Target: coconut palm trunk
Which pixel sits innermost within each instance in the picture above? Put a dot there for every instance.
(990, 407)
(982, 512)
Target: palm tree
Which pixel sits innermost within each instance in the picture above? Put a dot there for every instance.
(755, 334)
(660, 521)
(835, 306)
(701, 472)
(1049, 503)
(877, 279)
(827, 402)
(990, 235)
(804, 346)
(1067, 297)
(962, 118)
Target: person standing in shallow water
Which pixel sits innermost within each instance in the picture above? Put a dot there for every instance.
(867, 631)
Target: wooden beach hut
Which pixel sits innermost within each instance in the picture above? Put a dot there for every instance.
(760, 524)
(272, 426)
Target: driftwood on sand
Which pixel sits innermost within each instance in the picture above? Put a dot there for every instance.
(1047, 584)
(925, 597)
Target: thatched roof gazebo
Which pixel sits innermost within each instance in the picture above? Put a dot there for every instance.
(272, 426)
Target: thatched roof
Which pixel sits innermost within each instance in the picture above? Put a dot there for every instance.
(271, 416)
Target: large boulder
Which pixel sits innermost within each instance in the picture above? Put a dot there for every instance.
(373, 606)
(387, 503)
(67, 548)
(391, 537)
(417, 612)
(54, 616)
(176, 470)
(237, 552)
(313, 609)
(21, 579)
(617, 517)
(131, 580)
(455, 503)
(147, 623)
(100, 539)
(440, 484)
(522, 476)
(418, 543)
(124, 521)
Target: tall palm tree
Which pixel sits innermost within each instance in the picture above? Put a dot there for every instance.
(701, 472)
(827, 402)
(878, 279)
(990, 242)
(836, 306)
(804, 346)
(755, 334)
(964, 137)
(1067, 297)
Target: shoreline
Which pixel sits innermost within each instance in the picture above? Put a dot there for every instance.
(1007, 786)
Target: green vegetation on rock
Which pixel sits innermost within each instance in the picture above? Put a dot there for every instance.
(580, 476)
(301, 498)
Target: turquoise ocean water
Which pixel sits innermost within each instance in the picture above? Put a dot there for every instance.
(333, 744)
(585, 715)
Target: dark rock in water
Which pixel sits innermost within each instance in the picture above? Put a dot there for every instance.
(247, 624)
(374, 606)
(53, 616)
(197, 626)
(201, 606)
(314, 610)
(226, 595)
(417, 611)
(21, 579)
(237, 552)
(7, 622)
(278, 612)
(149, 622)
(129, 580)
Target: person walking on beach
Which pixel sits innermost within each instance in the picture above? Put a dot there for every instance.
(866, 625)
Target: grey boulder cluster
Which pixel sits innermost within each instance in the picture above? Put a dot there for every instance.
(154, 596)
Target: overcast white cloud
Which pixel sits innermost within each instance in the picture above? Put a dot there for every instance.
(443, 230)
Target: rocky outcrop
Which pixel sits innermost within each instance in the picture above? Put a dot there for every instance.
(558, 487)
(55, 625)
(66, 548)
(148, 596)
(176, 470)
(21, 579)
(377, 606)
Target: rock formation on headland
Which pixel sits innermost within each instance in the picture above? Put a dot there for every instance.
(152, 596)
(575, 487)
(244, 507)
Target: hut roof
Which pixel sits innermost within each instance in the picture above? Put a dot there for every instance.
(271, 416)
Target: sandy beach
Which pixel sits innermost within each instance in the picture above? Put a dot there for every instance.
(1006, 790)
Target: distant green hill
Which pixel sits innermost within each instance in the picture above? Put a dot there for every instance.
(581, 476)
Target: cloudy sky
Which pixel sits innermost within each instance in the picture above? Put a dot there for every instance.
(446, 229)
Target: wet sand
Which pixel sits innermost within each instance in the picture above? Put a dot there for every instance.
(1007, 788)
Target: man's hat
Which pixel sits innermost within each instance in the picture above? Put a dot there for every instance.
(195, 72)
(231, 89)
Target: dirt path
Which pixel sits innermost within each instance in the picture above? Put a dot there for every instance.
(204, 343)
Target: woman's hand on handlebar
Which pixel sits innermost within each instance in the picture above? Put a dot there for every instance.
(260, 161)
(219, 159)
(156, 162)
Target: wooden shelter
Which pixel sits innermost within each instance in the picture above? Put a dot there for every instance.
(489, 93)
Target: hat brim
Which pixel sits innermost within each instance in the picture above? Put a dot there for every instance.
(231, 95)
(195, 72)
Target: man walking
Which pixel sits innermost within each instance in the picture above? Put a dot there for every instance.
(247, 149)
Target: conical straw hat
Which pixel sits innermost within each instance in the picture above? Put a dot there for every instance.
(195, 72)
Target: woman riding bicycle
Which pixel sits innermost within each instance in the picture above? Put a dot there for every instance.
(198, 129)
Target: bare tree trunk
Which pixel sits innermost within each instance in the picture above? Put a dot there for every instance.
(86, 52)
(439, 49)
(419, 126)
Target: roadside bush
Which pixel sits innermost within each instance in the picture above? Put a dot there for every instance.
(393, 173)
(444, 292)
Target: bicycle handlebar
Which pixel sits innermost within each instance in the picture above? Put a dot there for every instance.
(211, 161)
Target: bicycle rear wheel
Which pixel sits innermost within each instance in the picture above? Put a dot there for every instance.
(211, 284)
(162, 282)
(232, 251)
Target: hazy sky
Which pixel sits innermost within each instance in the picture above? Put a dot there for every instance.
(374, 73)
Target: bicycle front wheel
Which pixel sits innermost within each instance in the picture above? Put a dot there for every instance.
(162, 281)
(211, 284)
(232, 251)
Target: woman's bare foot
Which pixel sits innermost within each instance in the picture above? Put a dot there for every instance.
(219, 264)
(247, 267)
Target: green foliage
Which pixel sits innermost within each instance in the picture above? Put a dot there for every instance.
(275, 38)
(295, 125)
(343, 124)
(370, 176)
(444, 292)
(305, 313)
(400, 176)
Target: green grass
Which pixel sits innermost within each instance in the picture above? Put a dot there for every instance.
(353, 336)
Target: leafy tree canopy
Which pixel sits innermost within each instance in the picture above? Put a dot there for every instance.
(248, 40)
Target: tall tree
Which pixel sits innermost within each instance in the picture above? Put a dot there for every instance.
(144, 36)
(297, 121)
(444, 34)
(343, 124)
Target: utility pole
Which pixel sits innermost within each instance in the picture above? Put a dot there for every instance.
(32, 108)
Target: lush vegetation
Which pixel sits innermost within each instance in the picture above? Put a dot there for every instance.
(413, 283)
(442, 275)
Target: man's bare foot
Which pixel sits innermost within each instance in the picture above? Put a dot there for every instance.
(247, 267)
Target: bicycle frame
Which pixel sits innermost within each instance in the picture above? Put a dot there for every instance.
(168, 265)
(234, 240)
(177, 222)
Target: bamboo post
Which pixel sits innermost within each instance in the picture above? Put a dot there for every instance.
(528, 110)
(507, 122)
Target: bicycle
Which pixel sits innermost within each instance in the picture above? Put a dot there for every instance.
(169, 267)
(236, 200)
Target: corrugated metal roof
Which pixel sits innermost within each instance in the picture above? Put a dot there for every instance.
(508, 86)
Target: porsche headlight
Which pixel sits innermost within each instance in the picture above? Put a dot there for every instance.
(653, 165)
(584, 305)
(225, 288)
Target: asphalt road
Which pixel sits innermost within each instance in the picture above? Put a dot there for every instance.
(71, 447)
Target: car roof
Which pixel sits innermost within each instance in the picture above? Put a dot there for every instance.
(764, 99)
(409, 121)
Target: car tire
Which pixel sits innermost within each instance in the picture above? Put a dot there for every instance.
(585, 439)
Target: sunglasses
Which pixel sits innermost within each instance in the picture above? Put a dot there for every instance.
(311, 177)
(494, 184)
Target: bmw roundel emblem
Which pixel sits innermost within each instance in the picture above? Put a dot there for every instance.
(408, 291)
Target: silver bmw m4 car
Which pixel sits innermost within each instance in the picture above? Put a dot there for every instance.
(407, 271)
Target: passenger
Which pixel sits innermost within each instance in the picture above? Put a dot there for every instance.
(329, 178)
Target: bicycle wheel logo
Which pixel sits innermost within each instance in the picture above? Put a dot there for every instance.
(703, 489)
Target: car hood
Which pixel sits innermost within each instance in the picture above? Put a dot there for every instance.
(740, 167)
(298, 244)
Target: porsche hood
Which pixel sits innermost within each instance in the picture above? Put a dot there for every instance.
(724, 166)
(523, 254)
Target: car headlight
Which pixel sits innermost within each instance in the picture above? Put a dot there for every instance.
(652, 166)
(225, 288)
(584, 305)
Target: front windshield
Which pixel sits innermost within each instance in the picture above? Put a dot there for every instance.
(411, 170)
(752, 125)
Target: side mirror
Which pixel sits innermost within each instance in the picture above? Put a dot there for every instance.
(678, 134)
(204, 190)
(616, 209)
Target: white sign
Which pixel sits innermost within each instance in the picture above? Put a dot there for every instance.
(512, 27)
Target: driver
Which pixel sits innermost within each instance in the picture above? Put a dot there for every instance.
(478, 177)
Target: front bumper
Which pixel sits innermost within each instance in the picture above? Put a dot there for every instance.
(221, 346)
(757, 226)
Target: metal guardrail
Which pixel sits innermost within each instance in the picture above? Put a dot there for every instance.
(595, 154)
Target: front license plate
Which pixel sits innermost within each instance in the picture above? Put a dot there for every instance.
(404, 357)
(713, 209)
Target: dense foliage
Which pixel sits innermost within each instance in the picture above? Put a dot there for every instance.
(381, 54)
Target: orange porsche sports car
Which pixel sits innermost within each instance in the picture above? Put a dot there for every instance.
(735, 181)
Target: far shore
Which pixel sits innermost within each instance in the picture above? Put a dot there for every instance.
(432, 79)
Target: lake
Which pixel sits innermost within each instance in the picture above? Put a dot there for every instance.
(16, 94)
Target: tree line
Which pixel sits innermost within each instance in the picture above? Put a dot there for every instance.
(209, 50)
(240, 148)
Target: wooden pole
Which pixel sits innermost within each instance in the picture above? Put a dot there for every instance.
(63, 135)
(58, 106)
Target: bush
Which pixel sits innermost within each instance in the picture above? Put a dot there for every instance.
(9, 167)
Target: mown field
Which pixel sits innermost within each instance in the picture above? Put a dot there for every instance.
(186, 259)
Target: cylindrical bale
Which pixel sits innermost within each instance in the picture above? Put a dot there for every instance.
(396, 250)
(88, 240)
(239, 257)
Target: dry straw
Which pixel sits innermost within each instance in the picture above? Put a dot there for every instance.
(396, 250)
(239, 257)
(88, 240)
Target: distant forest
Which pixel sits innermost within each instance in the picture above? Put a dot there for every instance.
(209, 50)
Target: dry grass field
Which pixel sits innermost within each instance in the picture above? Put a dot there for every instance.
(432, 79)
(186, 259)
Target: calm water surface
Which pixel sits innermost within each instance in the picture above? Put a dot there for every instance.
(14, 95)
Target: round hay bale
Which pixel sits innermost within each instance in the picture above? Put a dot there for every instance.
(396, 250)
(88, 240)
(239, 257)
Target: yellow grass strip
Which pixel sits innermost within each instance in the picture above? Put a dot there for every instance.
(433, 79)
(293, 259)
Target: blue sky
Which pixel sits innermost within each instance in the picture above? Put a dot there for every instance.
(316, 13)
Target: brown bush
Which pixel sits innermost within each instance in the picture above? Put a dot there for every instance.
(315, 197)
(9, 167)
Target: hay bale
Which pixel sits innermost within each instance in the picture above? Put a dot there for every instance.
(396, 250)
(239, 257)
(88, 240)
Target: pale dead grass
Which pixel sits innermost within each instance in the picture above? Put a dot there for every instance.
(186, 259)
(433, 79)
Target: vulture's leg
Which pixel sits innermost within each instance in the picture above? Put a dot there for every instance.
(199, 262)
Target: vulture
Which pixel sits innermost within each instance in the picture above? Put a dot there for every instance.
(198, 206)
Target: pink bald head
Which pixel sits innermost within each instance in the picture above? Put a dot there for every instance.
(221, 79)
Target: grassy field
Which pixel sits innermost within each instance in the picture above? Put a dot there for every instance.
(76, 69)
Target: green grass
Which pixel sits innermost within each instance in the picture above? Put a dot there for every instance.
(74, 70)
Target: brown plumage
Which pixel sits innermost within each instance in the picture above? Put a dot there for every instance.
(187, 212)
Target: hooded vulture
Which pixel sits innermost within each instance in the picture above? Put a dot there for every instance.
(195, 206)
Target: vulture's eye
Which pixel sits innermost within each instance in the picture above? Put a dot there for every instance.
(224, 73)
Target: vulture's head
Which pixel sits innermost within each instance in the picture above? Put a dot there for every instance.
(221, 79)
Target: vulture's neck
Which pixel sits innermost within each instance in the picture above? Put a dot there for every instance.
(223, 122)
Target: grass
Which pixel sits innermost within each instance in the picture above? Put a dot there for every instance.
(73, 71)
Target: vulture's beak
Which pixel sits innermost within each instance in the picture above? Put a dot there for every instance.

+===+

Work to complete: From the line holding "Target: brown plumage" to the last line of the records, quote each line exactly and add nothing.

Result of this task:
Target: brown plumage
Which pixel sits innermost within each instance in the picture above? Put a dot there for every instance.
(187, 212)
Target: hooded vulture
Which pixel sits innermost within each instance in the picture above? Put a dot there for every instance.
(195, 206)
Target: vulture's eye
Which pixel sits innermost within each instance in the picture above? Put a dot there for every instance.
(224, 73)
Target: vulture's head
Which pixel sits innermost within each instance in the picture above? Put a dot there for every instance.
(221, 79)
Target: vulture's neck
Which pixel sits innermost within each instance in the picture above? Put a dot there for every instance.
(223, 122)
Target: grass
Which pixel sits innermost within each instance in the picture above? Put a dot there for every instance.
(73, 71)
Target: vulture's beak
Which pixel sits innermost within each instance in the picture above? Put a dot there for every instance.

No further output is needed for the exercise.